Recorded data:
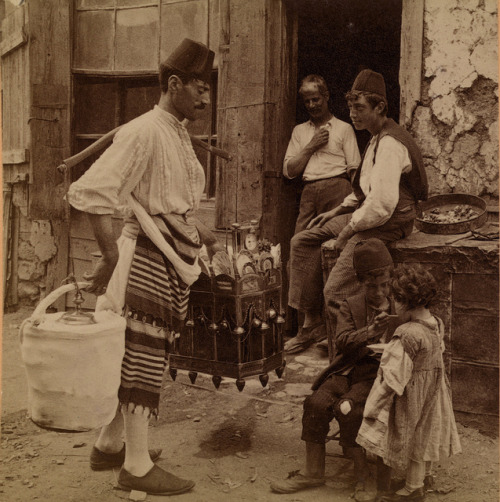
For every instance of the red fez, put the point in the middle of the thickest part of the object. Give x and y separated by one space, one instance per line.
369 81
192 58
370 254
--
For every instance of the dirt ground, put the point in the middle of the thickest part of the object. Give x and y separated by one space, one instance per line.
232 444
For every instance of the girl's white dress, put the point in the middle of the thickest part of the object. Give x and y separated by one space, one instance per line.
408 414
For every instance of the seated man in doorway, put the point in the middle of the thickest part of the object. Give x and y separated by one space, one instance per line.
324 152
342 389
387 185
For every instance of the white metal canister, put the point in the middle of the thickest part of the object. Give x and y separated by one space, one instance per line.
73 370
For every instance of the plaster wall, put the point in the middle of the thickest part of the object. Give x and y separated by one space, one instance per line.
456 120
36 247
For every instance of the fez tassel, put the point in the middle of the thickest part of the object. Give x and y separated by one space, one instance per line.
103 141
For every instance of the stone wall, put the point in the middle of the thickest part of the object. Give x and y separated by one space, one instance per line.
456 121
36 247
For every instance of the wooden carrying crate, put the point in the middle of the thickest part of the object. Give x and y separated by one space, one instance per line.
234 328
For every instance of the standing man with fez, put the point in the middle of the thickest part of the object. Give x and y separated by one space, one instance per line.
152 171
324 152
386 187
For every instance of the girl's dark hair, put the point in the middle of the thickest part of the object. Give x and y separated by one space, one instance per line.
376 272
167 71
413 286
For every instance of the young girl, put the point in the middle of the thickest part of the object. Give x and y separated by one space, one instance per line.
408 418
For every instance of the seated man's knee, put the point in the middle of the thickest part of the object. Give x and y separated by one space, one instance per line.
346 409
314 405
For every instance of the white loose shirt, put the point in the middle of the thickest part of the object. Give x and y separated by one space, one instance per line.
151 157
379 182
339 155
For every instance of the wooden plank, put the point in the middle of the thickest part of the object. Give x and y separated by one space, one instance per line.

Exercise aim:
Reproduce the lines of the records between the line containing "For every instance of the white loose" and the line containing "For every instance of the wooden plank, put", inclusive. Increase every coordinate in the answers by 145 and copy all other lines unchanged.

Solution:
For every instance of the white loose shirt, put the point in the middle of the thickest part of the object. Give x and y separated by one space, one instance per line.
296 302
524 327
484 300
For every instance of the wooden plank, put the point in the middle of the thickest part of the object. Give x and y separated by one space, one instance per line.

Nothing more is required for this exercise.